"""

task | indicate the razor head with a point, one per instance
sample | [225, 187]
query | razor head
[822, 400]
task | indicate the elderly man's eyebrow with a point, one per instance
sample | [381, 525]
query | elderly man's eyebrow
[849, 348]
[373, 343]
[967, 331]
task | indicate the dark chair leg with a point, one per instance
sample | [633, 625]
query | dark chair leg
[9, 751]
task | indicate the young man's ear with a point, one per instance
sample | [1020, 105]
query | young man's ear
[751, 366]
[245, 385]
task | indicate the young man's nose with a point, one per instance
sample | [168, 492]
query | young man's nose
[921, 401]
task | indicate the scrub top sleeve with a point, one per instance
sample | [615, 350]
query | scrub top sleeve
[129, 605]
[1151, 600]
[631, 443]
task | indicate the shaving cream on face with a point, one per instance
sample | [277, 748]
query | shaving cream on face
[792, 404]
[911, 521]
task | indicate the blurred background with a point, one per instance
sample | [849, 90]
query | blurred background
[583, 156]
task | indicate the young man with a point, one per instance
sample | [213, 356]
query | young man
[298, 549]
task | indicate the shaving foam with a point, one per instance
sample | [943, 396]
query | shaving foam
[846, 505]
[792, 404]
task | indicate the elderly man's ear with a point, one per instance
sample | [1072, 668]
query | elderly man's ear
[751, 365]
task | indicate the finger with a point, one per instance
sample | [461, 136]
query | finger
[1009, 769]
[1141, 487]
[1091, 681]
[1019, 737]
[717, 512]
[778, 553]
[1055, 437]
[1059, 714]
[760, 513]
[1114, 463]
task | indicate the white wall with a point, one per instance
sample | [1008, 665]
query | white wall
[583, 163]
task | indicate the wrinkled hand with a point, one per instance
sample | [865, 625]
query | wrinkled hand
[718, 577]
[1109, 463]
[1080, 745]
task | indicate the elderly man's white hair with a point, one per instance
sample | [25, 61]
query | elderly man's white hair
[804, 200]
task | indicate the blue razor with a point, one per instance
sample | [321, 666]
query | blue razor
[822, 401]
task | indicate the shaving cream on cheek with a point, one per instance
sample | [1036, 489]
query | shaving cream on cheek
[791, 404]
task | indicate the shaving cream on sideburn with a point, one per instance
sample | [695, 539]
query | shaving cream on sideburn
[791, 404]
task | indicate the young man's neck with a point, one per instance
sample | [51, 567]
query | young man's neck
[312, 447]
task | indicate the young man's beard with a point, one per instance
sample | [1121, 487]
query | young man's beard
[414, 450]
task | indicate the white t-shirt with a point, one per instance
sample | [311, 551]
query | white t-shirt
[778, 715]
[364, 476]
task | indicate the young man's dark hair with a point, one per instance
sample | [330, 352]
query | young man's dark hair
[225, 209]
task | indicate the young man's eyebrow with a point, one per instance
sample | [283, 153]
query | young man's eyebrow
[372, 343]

"""

> Exercise aim:
Send back every record, precisely as written.

> Solution for this exercise:
task | indicate the razor head with a point, one per instance
sample | [225, 187]
query | razor head
[822, 400]
task | indicate the elderly man's eyebrow with a point, one per instance
sample | [381, 525]
query | elderly man's eyebrow
[849, 348]
[373, 343]
[967, 331]
task | indicate the dark chair leg with a point, one per instance
sample | [633, 625]
query | dark chair leg
[9, 751]
task | indicate the young man's ear with a point, one per instance
sample | [1020, 105]
query | young man's ear
[751, 366]
[245, 385]
task | indicate the young man's nose with a point, one per instance
sample | [168, 492]
query | young man's nose
[921, 401]
task | indicate the scrub top sleeve with a point, one per instance
sample | [615, 350]
query | scrub top sleeve
[129, 605]
[1151, 600]
[631, 443]
task | indicate the shaving cream on face with a point, one per instance
sample | [277, 748]
query | shaving cream on face
[792, 404]
[911, 521]
task | indicate the blurred background with a point, one per instance
sample | [849, 90]
query | blurred background
[583, 156]
task | indicate the young man with a point, one per instance
sample | [213, 356]
query | young man
[298, 549]
task | indicate the shaving foam with a point, one per instance
sample | [943, 396]
query | shaving foam
[846, 505]
[792, 404]
task | indicate the elderly man's ear with a point, one per instance
sample | [1072, 668]
query | elderly man's ear
[751, 365]
task | indicate the finger with a point, one per instance
sample | [461, 136]
query | finger
[1009, 769]
[1141, 487]
[1091, 681]
[1019, 737]
[717, 512]
[778, 553]
[1055, 437]
[1059, 714]
[760, 513]
[1114, 463]
task | indicate the white wall with a point, one per instance
sample | [1008, 665]
query | white wall
[583, 163]
task | indicate the wrinkled hand with a point, one per instance
sample | [865, 625]
query | wrinkled hand
[718, 577]
[1109, 463]
[1080, 745]
task | indicate the elderly man's white hair with a point, one per instance
sample | [25, 61]
query | elderly man's white hair
[804, 200]
task | indicate the blue razor with a point, one per instance
sample | [321, 666]
query | blue razor
[822, 401]
task | indicate the shaving cream on cheek with a point, one per instance
sample | [1036, 489]
query | shaving cream on cheek
[791, 404]
task | indicate the shaving cream on sideburn with a point, one per instance
sample | [695, 539]
query | shaving cream on sideburn
[791, 404]
task | indicate the young man's neck with a point, one per instance
sample | [51, 567]
query | young man's neck
[312, 447]
task | indicate the young man's beard with a point, one per instance
sample | [1121, 487]
query | young man's beard
[414, 450]
task | indicate the white t-shirt with a point, one per instance
sample | [311, 551]
query | white t-shirt
[778, 715]
[364, 476]
task | indicate the young man's dark hair with a point, one per instance
sample | [330, 352]
query | young man's dark hair
[225, 209]
task | indicate the young man's eyebrow with a point, one per instance
sample | [283, 153]
query | young man's eyebrow
[372, 343]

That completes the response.